WHAT THE TASK ASKS: Answer with one number only: how many lines in this material contain the word "below"?

MATERIAL PROVIDED:
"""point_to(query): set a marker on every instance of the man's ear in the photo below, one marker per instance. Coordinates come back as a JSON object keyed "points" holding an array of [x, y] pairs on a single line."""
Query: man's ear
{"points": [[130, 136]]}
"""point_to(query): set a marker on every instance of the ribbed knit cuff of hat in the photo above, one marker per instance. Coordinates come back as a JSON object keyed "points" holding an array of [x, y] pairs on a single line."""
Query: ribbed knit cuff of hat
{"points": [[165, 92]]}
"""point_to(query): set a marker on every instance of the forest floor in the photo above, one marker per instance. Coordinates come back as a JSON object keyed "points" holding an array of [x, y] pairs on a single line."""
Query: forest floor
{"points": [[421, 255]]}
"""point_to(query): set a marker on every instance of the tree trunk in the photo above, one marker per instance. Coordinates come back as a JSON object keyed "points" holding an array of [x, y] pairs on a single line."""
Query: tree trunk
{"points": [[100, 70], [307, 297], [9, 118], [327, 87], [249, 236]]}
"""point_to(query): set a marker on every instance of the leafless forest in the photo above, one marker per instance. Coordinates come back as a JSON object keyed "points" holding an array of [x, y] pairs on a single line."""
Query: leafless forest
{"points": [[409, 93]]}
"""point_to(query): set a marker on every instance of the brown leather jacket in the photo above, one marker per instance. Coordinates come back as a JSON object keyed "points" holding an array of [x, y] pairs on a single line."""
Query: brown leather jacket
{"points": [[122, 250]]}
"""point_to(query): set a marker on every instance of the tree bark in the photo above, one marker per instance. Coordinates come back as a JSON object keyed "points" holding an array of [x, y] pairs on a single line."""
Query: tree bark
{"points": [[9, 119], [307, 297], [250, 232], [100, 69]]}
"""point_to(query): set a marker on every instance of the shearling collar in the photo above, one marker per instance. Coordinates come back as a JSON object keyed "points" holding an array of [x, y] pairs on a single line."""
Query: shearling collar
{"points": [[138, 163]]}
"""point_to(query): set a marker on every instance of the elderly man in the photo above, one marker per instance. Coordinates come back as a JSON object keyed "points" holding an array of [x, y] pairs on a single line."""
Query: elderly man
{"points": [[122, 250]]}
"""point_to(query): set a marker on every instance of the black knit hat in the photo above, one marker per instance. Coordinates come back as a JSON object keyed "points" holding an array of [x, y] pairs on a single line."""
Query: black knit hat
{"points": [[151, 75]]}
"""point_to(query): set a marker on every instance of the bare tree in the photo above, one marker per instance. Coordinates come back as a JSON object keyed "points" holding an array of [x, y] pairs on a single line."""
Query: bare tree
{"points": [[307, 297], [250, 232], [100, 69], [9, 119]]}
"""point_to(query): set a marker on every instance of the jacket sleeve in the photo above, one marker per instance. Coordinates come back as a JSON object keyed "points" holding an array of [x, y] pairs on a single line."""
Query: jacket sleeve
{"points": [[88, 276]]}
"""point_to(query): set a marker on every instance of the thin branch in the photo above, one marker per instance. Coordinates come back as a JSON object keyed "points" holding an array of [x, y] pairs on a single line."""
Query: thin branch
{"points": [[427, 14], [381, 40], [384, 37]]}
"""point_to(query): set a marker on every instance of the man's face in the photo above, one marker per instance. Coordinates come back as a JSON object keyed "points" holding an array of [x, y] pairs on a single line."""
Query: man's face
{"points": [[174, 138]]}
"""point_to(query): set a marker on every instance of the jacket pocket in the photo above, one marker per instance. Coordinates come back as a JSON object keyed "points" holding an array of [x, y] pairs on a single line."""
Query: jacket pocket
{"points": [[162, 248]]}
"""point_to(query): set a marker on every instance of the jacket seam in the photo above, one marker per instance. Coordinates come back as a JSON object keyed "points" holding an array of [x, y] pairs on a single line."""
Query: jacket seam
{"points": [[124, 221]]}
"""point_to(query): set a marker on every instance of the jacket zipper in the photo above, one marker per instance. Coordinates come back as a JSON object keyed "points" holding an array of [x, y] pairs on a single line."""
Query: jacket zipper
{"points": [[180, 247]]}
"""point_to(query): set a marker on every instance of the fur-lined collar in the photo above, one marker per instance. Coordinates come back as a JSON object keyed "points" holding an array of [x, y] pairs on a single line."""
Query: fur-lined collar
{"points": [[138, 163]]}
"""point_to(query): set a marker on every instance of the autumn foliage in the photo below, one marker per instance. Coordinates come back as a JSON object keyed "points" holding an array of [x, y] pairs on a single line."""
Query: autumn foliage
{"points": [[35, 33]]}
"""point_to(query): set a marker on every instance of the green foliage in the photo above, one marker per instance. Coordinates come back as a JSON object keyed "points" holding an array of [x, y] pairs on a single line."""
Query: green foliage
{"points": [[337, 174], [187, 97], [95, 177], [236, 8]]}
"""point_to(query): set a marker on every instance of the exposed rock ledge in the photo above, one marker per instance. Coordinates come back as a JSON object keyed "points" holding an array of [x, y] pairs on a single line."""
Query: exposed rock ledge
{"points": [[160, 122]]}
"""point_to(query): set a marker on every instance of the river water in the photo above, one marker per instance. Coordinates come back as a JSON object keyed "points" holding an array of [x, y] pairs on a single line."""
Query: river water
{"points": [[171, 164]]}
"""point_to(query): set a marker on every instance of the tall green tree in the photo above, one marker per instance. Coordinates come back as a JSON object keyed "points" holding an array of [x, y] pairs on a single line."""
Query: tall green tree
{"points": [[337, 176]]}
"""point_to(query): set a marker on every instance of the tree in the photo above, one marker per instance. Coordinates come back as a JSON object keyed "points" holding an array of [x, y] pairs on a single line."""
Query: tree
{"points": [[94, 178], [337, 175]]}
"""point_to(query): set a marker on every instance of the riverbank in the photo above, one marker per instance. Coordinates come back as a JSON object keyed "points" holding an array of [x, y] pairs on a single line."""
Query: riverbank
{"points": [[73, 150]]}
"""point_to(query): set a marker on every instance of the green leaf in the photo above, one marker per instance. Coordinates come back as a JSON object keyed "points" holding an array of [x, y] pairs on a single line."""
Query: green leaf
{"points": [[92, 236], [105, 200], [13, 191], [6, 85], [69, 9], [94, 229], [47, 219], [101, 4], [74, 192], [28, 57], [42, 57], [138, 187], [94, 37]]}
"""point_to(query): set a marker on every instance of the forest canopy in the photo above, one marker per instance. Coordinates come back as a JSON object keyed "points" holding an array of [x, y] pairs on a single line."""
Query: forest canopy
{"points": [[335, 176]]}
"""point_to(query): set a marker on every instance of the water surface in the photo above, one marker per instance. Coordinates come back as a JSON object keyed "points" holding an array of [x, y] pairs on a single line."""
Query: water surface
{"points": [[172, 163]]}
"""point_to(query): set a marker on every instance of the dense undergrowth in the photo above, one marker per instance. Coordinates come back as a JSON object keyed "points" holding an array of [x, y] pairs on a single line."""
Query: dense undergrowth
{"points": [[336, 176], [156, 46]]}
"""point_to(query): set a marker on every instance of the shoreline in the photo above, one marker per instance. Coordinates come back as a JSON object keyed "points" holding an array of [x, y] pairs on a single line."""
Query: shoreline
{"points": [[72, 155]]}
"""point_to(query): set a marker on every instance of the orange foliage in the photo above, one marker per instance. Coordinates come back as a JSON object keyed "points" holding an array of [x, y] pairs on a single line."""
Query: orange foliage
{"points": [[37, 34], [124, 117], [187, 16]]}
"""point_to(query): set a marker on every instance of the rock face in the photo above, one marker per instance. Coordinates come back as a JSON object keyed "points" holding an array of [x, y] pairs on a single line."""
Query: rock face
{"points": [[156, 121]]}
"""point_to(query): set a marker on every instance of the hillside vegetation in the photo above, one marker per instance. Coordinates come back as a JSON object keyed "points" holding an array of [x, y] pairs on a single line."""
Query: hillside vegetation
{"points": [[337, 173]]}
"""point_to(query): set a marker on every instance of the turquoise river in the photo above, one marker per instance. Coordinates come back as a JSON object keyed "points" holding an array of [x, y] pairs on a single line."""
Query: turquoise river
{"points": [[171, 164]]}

RESULT: 2